Exercise aim: The line containing "Task: Given an" marks the end: restate word for word every line from the first line of the entries below through that one.
[Provided material Boundary: Start]
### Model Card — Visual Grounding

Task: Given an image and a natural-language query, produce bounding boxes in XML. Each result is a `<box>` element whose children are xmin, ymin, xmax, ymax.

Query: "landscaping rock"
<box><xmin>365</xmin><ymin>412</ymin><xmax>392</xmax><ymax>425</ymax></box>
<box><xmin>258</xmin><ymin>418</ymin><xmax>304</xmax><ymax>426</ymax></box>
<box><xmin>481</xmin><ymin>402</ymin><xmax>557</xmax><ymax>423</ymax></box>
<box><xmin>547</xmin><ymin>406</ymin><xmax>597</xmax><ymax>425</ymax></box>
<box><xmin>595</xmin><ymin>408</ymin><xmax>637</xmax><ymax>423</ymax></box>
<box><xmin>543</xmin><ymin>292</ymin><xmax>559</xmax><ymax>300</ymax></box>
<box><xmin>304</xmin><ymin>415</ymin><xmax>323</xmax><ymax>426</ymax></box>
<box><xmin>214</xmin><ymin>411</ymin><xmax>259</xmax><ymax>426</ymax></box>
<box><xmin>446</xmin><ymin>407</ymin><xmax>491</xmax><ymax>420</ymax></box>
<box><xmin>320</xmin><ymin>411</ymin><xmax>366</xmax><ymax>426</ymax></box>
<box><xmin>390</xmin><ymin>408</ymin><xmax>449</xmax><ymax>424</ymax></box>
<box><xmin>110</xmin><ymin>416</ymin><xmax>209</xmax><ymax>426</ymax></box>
[Provided material Boundary: End]
Written answer:
### Model Card — Visual Grounding

Task: Given an image and a natural-language query, produce bounding boxes in XML. Each result is a `<box>` element whose children are xmin, ymin, xmax, ymax.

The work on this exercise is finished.